SOURCE TEXT:

#####

American Field

Field Trial Report

Saskatchewan Open Chicken Championship

By Sheldon Rogers | Oct 04, 2018
Championship Winners. In foreground, from left: Justin Rogers and Mark McLean with Westfall’s Black Thunder and Dave Tinsley with Shadow’s Next Exit. Standing: Judge Jeff Haggis, Andy Daugherty, Dawn Feist, Judge Lou Qualtiere, Robin Gates, Martha Neely, John Neely and Joe Worsham.

Mortlach, Sask. — Westfall’s Black Thunder, five-year-old white and black pointer male owned by William P. “Bill” Westfall of Liberty, Mo., and handled by Andy Daugherty, topped the field of 36 contenders gathered for the 2018 Saskatchewan Open Chicken Championship, held on one of our sport’s best and best-known venues located north of Mortlach, Sask. Black Thunder followed up his runner-up in last year’s Championship, this time taking top honors.

Runner-up was Shadow’s Next Exit, four-year-old white and orange pointer male owned by N. G. “Butch” Houston of Nashville, Ga., and handled by Robin Gates. Next Exit too had success on the prairies last year, coming to the line as the reigning 2017 Saskatchewan Open Champion.

Judging this year’s renewal were two well respected men, Lou Qualtiere of Saskatoon, Sask., and Jeff Haggis of Glencoe, Ont. Both have years of dedication to our sport as judge and competitor and both trustees for their regions. They rode at an even pace for each brace allowing all those in competition a chance to show their dogs and giving each their undivided attention for the duration.

#####

SOURCE RECORDS:

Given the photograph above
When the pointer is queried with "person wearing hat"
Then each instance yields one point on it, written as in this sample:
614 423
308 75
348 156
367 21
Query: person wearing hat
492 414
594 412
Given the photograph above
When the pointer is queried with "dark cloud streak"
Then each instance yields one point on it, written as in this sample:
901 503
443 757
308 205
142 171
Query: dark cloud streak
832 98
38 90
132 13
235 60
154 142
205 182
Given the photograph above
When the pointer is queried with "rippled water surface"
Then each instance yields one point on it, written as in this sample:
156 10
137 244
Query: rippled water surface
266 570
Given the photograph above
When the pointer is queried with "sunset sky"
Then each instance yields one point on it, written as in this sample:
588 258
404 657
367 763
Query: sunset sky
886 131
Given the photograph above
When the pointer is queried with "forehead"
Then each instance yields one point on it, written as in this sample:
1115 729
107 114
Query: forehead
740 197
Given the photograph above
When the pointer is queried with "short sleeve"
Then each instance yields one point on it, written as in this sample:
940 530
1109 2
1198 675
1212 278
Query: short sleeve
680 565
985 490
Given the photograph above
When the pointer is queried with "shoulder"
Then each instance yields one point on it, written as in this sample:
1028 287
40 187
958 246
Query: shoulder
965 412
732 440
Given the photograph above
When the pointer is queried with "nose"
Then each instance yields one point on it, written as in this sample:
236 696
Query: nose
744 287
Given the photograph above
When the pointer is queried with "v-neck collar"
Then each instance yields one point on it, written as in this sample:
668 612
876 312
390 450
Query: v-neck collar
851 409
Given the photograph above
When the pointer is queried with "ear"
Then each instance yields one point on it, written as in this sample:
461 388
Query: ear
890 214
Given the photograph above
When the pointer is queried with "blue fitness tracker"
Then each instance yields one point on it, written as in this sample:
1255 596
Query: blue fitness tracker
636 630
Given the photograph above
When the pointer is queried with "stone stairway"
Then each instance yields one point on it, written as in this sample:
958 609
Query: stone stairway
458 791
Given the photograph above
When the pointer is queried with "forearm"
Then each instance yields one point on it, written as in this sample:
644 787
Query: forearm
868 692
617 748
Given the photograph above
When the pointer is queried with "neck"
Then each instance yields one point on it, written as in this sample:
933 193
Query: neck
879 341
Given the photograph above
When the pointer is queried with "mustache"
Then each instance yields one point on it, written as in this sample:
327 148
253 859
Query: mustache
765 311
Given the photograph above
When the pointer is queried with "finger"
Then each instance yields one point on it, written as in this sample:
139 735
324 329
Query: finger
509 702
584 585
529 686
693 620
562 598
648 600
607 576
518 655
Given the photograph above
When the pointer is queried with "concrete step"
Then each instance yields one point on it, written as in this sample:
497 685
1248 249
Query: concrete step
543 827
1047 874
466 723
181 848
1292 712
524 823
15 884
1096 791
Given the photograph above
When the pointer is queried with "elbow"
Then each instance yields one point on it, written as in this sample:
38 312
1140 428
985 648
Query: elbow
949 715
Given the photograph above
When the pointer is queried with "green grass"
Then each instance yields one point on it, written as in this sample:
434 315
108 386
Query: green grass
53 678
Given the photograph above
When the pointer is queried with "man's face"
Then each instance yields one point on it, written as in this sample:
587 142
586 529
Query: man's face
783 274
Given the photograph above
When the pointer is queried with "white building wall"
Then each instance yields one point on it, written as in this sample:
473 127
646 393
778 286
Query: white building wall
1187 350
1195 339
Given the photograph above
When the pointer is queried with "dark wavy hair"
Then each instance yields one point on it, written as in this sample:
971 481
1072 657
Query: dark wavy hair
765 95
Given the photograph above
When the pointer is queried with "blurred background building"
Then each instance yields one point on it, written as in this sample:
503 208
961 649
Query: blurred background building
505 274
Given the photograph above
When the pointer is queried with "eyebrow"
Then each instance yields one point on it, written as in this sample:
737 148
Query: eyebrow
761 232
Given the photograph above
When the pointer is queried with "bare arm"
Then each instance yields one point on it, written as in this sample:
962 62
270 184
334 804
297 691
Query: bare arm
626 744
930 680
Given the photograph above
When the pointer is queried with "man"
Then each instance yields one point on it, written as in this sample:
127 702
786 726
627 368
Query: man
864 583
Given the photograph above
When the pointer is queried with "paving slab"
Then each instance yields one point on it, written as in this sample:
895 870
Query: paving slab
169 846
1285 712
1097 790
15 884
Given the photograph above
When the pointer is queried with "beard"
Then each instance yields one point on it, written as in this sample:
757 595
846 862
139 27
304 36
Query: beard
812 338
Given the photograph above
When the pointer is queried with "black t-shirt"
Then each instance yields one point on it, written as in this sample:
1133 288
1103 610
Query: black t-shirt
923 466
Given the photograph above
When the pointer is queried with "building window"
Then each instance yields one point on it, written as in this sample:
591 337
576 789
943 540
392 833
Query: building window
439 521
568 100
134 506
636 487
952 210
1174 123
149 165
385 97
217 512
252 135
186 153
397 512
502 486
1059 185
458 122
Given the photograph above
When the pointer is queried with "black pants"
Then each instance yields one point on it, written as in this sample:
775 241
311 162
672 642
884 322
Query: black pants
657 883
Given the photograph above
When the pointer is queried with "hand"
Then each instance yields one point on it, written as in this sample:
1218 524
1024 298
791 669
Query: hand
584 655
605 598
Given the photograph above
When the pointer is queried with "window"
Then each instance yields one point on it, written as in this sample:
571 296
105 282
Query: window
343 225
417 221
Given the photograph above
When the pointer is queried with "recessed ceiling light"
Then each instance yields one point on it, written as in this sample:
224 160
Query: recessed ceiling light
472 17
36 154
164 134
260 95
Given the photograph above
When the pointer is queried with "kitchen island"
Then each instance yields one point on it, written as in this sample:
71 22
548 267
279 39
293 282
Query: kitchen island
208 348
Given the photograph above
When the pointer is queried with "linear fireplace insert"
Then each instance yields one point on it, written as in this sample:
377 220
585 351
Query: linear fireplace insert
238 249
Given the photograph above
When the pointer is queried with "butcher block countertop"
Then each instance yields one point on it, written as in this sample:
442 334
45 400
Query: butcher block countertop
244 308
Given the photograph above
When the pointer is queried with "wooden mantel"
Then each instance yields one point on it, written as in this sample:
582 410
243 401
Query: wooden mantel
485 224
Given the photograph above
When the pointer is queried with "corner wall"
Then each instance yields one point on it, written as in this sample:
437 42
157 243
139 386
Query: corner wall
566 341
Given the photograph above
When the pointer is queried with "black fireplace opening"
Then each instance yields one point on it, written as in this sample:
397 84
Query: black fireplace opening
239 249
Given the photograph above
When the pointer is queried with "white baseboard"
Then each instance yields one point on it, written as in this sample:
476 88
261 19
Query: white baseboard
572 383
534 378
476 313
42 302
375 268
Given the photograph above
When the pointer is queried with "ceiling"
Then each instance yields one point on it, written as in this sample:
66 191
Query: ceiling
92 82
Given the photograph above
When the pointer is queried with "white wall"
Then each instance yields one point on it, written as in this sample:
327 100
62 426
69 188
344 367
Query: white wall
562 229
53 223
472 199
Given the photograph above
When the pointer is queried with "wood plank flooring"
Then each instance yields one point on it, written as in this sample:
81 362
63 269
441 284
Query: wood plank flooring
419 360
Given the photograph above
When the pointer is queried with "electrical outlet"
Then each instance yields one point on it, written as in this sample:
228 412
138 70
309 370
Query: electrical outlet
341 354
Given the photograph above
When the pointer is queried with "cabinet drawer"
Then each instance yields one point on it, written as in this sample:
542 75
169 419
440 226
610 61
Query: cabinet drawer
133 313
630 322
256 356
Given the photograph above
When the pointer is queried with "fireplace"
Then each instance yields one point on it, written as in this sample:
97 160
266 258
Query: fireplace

#####

DIRECTIVE 1: In the photo caption of the field trial report, who are all the people named as standing?
DIRECTIVE 2: Pull out every line of the records that contains the string "dark".
The field trial report and the records come from separate, unrelated sources.

TASK ANSWER 1: Judge Jeff Haggis, Andy Daugherty, Dawn Feist, Judge Lou Qualtiere, Robin Gates, Martha Neely, John Neely and Joe Worsham.

TASK ANSWER 2:
When the pointer is queried with "dark cloud streak"
Query: dark cloud streak
When the pointer is queried with "dark wavy hair"
Query: dark wavy hair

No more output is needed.